#### Data to process ####

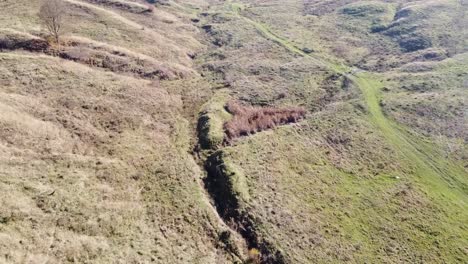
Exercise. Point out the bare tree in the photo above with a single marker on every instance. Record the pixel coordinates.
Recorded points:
(51, 14)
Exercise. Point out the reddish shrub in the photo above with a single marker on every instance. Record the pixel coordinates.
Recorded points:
(249, 120)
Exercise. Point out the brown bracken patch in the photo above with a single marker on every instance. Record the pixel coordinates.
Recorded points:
(248, 120)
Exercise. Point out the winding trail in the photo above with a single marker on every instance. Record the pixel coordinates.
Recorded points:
(442, 177)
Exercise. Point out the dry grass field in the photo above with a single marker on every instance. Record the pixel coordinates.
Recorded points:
(239, 131)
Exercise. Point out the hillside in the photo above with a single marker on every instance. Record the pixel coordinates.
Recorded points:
(204, 131)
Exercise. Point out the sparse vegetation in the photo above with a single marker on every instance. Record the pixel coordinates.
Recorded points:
(52, 14)
(172, 135)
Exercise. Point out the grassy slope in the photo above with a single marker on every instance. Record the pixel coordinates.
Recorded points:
(95, 166)
(417, 195)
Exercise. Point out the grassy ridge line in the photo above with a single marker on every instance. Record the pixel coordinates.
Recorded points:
(428, 167)
(236, 8)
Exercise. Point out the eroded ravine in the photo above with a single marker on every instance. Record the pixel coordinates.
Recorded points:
(218, 184)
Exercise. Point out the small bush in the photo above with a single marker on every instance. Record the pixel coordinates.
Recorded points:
(249, 120)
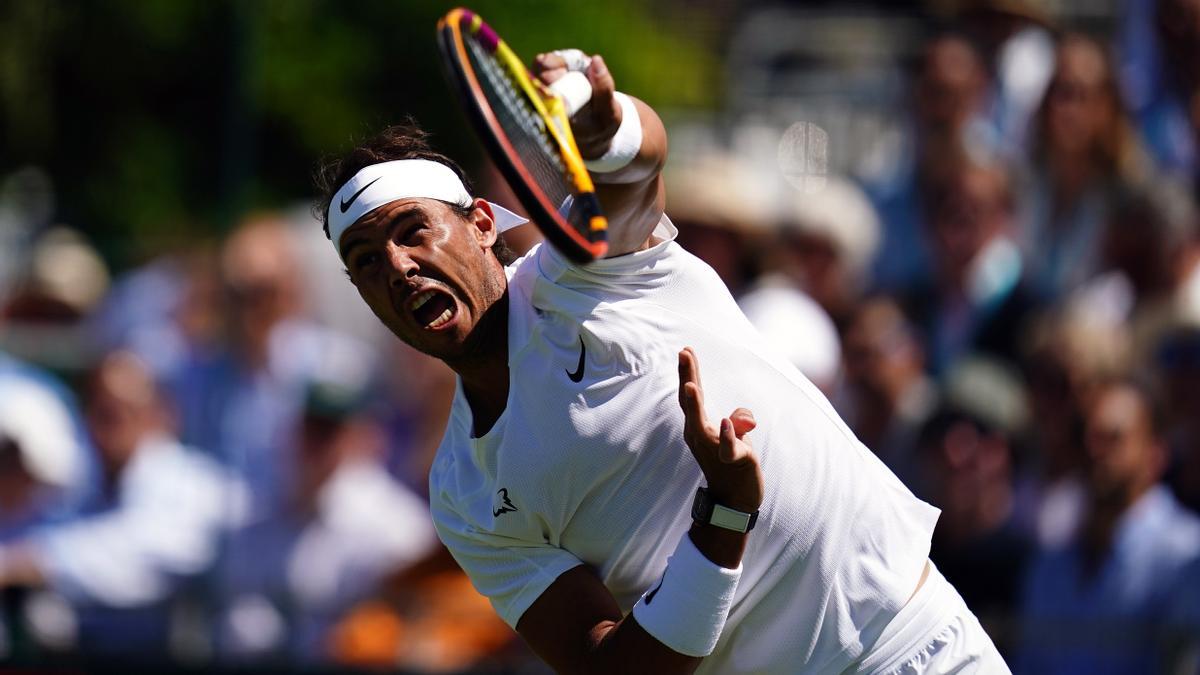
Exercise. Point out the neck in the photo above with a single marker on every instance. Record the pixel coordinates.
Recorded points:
(485, 369)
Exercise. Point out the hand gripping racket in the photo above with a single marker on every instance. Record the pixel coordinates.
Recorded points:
(526, 129)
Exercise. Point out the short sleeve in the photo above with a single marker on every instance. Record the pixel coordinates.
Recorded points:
(511, 573)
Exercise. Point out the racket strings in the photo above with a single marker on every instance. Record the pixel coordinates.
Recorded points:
(522, 124)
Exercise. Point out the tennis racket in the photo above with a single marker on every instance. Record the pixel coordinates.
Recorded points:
(526, 130)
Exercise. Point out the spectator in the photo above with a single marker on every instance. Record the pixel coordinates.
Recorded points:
(827, 240)
(978, 299)
(1179, 362)
(797, 328)
(721, 211)
(887, 395)
(241, 399)
(1018, 49)
(1084, 150)
(155, 523)
(1068, 353)
(1105, 602)
(346, 525)
(1161, 46)
(1152, 250)
(949, 100)
(966, 454)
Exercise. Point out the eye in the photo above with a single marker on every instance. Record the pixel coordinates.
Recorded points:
(413, 232)
(364, 260)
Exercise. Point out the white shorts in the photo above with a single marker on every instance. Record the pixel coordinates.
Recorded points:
(935, 633)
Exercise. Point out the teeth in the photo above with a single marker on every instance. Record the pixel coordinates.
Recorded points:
(442, 320)
(421, 298)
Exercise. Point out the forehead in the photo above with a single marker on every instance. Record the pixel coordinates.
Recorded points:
(385, 214)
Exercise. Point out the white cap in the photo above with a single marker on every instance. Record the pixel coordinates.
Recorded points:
(42, 428)
(797, 328)
(840, 213)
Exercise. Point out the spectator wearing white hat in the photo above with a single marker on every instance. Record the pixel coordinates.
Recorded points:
(828, 239)
(154, 524)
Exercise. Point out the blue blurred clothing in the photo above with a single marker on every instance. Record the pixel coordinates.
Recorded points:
(1161, 113)
(246, 418)
(123, 561)
(1119, 620)
(299, 573)
(1061, 251)
(904, 258)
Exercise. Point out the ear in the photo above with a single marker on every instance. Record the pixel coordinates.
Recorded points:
(484, 221)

####

Work to complete:
Can you recast all of the data above as a JSON list of strings, one string for each line, with blank lines left out? Don't include the pictures.

Exercise answer:
[
  "Exercise. Point out the bare tree in the photo above with a single marker on every instance. Record the pixel coordinates.",
  "Recorded points:",
  "(51, 14)",
  "Exercise. Point out the reddish shrub in the photo above with a single marker on every instance. Record the pixel coordinates.",
  "Recorded points:",
  "(249, 120)",
  "Exercise. Point out the brown bracken patch in the photo above with a single marker on every instance. Record the pixel coordinates.",
  "Recorded points:",
  "(248, 120)",
  "Exercise. Point out the winding trail in the photo above with a single marker on every instance. Record the pixel coordinates.",
  "Recorded points:",
  "(442, 177)",
  "Exercise. Point out the dry grass field in the photo above with a single marker on every instance. Record the pixel coordinates.",
  "Recorded points:",
  "(239, 131)",
  "Exercise. Point out the hillside in the photo above with a single marker on every instance. Record the pixel coordinates.",
  "Recorded points:",
  "(204, 131)",
  "Exercise. Point out the sparse vegetation in the photo above with a single marker on every instance. Record the pixel coordinates.",
  "Recorded points:",
  "(52, 14)",
  "(172, 135)",
  "Exercise. Point out the grassy slope in the photo above with a single marker on every instance. Record the pixel coordinates.",
  "Recorded points:",
  "(95, 166)",
  "(417, 195)",
  "Exercise. Point out the grassy ridge line in the photo above with a single marker on every instance. Record the pixel coordinates.",
  "Recorded points:",
  "(428, 167)",
  "(236, 8)",
  "Exercise. Point out the eroded ravine in the photo above with a single marker on every instance. Record the pixel coordinates.",
  "Recorded points:",
  "(218, 184)",
  "Exercise. Point out the small bush in the photo above with a single marker on every instance. Record the pixel coordinates.",
  "Recorded points:",
  "(249, 120)",
  "Exercise. Point out the neck in the photo above with a single marker on every instance. Record the pixel coordinates.",
  "Recorded points:",
  "(485, 369)",
  "Exercise. Point out the hand gripping racket in the photo above with a single marker on every instance. Record the pixel coordinates.",
  "Recorded points:",
  "(526, 129)",
  "Exercise. Point out the short sleeve in the photo above with a single marker on every instance. Record the pixel coordinates.",
  "Recorded points:",
  "(511, 573)",
  "Exercise. Point out the racket strings in the photo above with a single marker on every instance. Record the pixel coordinates.",
  "Recorded points:",
  "(522, 124)",
  "Exercise. Point out the tennis racket in the photo above with a single marker on every instance. Record the pixel coordinates.",
  "Recorded points:",
  "(526, 130)",
  "Exercise. Point out the spectator in the photo above with a single marker on every instance. Record the pixel coordinates.",
  "Recorded points:",
  "(827, 240)",
  "(978, 299)",
  "(1179, 362)",
  "(797, 328)",
  "(721, 211)",
  "(887, 395)",
  "(241, 399)",
  "(1018, 49)",
  "(1084, 150)",
  "(155, 523)",
  "(1068, 353)",
  "(1105, 602)",
  "(346, 525)",
  "(1161, 46)",
  "(1152, 250)",
  "(949, 100)",
  "(966, 454)",
  "Exercise. Point out the eye in the photo above with a single marker on every instance. Record the pixel coordinates.",
  "Recorded points:",
  "(413, 232)",
  "(364, 260)",
  "Exercise. Point out the white shorts in the photo above with a single marker on every instance. Record the pixel coordinates.",
  "Recorded points:",
  "(935, 633)",
  "Exercise. Point out the teeth in the photo above with a single marker on every instance. Record the pixel coordinates.",
  "Recorded points:",
  "(442, 320)",
  "(421, 298)",
  "Exercise. Point out the forehead in the photo above with a single marker on every instance. Record the pixel coordinates.",
  "Recorded points:",
  "(385, 214)",
  "Exercise. Point out the white cap in the photo above with a single marker on every instance. Record the pixel coordinates.",
  "Recorded points:",
  "(42, 428)",
  "(797, 328)",
  "(840, 213)",
  "Exercise. Point out the spectator wearing white hat in the photo above with a single marker on every instance. Record the pixel coordinates.",
  "Recorded points:",
  "(828, 239)",
  "(154, 524)",
  "Exercise. Point out the blue blurred clothing in the photo above with a single marker on every instance. Record the pixel coordinates.",
  "Recorded points:",
  "(1161, 113)",
  "(246, 418)",
  "(123, 561)",
  "(1119, 620)",
  "(299, 573)",
  "(1061, 251)",
  "(904, 258)",
  "Exercise. Point out the ear in the photo above with a single marker on every instance. Record the pixel coordinates.",
  "Recorded points:",
  "(484, 221)"
]